#### EXERCISE INSTRUCTIONS
Will you restate verbatim the lines running from the line with "For this drill the class indicates the curly" to the end of the data, leaving out everything else?

#### DATA SHOWN
--- Begin ---
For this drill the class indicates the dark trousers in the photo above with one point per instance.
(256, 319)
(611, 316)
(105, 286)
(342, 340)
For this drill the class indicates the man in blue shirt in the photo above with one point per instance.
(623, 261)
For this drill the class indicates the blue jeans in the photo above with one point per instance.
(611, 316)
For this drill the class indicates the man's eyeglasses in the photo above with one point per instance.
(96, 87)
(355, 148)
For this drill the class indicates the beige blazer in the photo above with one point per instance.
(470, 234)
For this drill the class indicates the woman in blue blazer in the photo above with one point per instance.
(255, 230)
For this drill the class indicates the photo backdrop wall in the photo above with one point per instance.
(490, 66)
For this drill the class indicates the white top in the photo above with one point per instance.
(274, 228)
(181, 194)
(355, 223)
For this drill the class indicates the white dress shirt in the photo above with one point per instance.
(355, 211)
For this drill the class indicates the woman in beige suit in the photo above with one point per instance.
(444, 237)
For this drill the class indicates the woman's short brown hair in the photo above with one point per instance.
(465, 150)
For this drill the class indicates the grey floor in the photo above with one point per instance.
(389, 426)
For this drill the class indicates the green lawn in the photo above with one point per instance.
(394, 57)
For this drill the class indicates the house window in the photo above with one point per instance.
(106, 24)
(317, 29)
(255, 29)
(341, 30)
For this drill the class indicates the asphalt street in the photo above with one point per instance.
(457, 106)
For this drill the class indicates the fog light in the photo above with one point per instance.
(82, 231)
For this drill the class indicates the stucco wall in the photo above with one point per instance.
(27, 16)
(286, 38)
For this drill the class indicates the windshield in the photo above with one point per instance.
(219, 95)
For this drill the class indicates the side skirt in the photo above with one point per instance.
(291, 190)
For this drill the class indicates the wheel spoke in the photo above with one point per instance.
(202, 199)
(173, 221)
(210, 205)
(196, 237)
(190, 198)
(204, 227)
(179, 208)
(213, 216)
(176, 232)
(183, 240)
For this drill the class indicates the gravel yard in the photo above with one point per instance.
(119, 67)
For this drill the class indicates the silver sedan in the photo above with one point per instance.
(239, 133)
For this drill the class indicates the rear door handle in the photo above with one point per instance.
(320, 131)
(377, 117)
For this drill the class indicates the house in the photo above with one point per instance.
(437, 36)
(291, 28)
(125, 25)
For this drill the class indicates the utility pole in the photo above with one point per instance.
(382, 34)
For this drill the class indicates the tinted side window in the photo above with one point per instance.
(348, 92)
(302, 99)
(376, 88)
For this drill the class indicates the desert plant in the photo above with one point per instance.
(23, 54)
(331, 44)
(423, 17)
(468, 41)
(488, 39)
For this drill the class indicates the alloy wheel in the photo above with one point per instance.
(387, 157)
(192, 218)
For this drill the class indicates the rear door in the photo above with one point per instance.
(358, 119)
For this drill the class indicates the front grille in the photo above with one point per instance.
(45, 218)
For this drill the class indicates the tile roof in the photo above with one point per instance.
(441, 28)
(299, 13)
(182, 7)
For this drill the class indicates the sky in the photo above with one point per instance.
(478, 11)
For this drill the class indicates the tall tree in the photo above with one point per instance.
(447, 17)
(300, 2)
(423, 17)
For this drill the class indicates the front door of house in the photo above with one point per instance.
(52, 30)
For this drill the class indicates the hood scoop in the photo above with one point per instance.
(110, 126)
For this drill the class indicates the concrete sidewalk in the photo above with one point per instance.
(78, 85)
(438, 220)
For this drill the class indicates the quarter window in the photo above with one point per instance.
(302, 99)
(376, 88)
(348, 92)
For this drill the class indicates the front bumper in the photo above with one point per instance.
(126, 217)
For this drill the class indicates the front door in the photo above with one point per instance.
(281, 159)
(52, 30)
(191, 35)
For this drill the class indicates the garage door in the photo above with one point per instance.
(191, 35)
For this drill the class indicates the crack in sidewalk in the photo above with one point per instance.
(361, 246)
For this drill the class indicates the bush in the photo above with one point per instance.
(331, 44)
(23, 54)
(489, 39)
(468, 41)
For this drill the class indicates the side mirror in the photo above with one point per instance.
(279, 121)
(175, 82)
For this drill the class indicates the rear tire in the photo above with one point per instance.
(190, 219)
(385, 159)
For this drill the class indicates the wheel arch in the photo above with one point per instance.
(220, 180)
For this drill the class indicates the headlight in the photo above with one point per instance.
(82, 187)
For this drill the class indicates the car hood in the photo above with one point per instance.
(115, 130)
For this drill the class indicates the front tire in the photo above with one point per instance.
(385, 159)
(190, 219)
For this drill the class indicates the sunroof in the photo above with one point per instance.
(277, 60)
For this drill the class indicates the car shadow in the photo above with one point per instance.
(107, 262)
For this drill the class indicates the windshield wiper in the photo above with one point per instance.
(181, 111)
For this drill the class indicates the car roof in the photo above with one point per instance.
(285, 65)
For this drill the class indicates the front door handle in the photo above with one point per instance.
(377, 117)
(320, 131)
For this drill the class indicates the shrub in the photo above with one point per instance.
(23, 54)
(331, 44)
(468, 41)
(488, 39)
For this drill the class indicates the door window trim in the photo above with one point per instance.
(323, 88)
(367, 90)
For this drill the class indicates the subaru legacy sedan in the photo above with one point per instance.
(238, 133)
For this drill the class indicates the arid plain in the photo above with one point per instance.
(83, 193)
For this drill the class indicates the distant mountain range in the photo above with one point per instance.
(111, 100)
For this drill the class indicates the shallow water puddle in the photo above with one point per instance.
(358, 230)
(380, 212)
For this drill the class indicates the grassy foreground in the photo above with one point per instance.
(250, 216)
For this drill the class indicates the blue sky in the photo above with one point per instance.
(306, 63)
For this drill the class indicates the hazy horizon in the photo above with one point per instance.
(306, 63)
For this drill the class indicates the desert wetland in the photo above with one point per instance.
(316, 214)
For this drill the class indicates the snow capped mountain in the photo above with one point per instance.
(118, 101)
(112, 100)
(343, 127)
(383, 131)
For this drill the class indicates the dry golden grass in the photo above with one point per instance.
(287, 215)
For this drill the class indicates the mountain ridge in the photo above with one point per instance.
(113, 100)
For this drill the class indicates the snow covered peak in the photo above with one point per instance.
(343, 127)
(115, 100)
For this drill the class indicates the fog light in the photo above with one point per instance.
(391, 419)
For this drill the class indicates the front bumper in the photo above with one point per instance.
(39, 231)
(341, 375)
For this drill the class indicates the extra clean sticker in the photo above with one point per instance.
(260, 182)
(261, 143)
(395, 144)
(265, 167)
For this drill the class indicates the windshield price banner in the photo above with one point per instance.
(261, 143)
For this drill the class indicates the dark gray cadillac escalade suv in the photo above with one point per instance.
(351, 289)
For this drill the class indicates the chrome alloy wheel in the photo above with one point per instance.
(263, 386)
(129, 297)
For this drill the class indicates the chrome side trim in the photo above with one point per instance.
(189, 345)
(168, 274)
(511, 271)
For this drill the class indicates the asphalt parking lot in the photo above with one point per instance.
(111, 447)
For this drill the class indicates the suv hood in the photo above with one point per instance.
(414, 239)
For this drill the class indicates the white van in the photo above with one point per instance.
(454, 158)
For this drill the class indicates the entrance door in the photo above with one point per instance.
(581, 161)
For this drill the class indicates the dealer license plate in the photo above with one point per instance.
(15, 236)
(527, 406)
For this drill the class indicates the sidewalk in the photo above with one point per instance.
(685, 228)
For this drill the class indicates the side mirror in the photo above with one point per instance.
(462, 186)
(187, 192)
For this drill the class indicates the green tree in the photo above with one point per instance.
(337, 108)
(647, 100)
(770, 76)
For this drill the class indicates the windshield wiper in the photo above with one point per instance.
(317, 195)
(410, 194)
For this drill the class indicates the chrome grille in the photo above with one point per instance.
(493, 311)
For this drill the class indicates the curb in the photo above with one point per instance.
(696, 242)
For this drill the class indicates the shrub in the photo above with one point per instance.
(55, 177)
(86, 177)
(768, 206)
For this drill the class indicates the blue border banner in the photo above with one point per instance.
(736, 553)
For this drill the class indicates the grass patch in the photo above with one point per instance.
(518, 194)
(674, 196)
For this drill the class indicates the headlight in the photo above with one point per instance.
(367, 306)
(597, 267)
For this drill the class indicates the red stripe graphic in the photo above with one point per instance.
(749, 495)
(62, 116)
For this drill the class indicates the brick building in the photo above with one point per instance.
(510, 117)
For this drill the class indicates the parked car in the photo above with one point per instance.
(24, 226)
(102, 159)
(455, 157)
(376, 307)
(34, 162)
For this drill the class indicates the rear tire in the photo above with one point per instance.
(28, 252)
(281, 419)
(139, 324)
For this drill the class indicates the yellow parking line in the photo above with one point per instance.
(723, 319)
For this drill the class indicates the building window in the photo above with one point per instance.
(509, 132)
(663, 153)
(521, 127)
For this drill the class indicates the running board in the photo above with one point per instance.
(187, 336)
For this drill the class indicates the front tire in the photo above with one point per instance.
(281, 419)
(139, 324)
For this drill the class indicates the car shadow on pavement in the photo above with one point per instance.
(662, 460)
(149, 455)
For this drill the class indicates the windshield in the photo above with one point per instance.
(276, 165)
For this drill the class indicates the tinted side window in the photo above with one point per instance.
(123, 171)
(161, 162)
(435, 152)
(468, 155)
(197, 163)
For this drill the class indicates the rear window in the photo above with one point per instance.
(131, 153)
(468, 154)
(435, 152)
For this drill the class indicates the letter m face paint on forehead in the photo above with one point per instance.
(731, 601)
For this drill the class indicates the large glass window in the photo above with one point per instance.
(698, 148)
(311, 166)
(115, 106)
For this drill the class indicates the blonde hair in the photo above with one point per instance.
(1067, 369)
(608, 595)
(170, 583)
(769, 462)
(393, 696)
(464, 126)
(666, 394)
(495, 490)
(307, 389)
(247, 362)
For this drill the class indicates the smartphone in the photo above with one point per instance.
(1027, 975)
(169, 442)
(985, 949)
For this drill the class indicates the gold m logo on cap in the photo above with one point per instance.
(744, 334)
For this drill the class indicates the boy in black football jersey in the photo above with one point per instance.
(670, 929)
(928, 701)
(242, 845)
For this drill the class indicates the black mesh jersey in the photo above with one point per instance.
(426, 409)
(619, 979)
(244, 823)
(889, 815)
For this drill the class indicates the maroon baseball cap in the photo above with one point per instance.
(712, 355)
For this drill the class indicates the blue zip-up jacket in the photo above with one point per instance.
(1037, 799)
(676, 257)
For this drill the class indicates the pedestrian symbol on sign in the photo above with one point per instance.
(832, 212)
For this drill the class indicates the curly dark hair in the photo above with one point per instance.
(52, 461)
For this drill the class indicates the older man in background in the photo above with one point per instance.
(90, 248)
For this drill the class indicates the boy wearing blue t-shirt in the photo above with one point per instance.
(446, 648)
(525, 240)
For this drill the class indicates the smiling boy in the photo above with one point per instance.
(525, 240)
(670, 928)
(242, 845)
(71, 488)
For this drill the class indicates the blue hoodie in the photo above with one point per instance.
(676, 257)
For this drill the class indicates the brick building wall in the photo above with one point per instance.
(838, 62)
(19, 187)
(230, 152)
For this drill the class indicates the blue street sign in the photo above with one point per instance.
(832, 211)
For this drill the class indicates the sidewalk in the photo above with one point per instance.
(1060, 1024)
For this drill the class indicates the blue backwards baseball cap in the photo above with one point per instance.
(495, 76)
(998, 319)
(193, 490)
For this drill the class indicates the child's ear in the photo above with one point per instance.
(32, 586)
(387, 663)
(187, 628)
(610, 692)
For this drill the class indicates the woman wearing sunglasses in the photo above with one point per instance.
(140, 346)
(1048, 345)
--- End ---
#### WORKED ANSWER
For this drill the class indicates the curly dark hair in the photo above with one point per instance.
(52, 461)
For this drill the class indicates the older man in background in the photo above with one point per instance.
(90, 248)
For this drill the class indicates the boy wearing blue t-shirt in the photo above with one point per instance.
(446, 648)
(525, 240)
For this drill the class indicates the smiling boy in the photo above with one point per instance.
(525, 240)
(670, 928)
(242, 845)
(71, 488)
For this drill the class indicates the blue hoodie in the photo above with one point per instance.
(676, 257)
For this drill the class indicates the brick building wall in the photo above with one point per instance.
(838, 62)
(19, 187)
(230, 152)
For this drill the class indicates the blue street sign in the photo above with one point per instance.
(832, 211)
For this drill the class indicates the sidewalk in the photo above with one point per instance.
(1060, 1024)
For this drill the class indicates the blue backwards baseball cap in the photo above with one point per instance.
(495, 76)
(998, 319)
(193, 490)
For this drill the class indicates the child's ear in the photo above with one point per instance.
(32, 586)
(387, 663)
(187, 628)
(610, 692)
For this drill the class indicates the woman wearing sunglasses in the photo above with one point per instance.
(140, 346)
(1048, 345)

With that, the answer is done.